The Upstate’s economic health is closely tied to the health of its people. Luckily, not only can we boast health care facilities that make state and national rankings, but the Upstate is home to companies making an impact in diverse aspects of the industry. Today’s complex health care environment means hospital visits, genomic diagnostics, telemedicine, mobile apps, and more – and the Upstate has a foothold in all of those areas.
In many cases, we have more than a foothold: we have recognition.
Health is a notable area in the long list of accolades South Carolina and the Upstate have garnered in recent years. In fact, the Upstate can claim leadership in nearly every aspect of health care, from diagnostic technologies to hospital facilities, to devices and even health management technology aimed at consumers. Recognitions in recent years include:
South Carolina ranks #1 on the Health Care Policy Cost Index 2012: Ranking the States Per Policies Affecting the Cost of Health Coverage. The Small Business & Entrepreneurship Council’s Health Care Policy Cost Index 2012 ranks the states according to eight policy measures that impact the cost of health care.
On the 2012 U.S. News & World Report list of Best Hospitals in South Carolina, Greenville Memorial Hospital ranked #2 in the state and received a national ranking of #41 for Diabetes & Endocrinology and recognition for 10 high-performing specialties. Spartanburg Regional Medical Center ranked #3 in South Carolina and was recognized for 10 high-performing specialties. Anderson’s AnMed Health ranked #7 in the state and was recognized for two high-performing specialties.
Four Upstate hospitals were among the Most Wired Hospitals and Health Systems for 2015, according to the 2016 HealthCare’s Most Wired survey: AnMed Health, Bon Secours St. Francis Health System, Pelham Medical Center and Spartanburg Regional Healthcare System.
Spartanburg Regional Medical Center ranks #2 on the 2015 U.S. News and World Report list of the Best Hospitals in South Carolina, down one spot from the previous year. AnMed Health in Anderson tied for #5 and Bon Secours St. Francis Downtown Greenville ranked #7.
|---|
*Required work*:
Could you continue the piece on the Upstate's health care recognitions, picking up right after its final sentence?
|---|
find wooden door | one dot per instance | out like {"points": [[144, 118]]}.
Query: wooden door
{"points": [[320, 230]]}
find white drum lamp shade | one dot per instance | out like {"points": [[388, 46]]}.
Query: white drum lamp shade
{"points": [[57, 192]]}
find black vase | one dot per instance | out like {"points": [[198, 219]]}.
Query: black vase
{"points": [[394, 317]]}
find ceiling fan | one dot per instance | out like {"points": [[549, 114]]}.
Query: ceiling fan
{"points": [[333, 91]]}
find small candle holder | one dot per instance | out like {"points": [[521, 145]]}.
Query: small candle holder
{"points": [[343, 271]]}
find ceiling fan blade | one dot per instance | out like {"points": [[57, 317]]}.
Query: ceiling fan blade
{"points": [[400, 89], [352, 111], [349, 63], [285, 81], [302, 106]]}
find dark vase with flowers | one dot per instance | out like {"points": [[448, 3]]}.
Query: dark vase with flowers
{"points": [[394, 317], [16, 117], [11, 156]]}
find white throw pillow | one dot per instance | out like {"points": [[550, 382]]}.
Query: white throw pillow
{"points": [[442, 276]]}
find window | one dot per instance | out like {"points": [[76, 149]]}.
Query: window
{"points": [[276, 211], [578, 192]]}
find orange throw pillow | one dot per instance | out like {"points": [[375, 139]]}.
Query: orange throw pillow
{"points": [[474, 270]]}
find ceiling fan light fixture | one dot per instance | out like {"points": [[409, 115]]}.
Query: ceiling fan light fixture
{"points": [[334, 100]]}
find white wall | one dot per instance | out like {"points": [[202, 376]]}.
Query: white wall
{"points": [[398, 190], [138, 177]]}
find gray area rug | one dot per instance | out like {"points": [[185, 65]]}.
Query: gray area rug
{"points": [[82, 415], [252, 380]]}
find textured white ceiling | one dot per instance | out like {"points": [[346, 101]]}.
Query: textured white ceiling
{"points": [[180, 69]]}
|---|
*Written response*:
Upstate employment in local health services increased 9.7 percent between 2011 and 2016, outpacing national growth at 9.4 percent.
The industry accounted for 66,509 Upstate clinical jobs with average earnings of $65,197 – higher than the national average of $64,915. The leading percentages of these jobs are held by registered nurses, nursing assistants, medical assistants, personal care aides, and licensed practitioner and vocational nurses. Additional employers of these occupations include dental laboratories, pharmacies, optical goods, physician and dental offices, diagnostics and imaging, home health agencies and family planning centers.
The Upstate’s biopharmaceuticals sector is also an area of growth that exceeds the national average. This life science cluster accounts for 1,401 Upstate jobs, 17 percent above the national average. Upstate biopharmaceutical employment far outpaced national growth between 2011 and 2016, with a 19.4 percent increase in local jobs while the nation only saw a 5.5 percent increase. Within the Upstate, average earnings per biopharmaceutical job are $82,006, below the national average of $154,939, making it a strong location for a business to maximize its activity.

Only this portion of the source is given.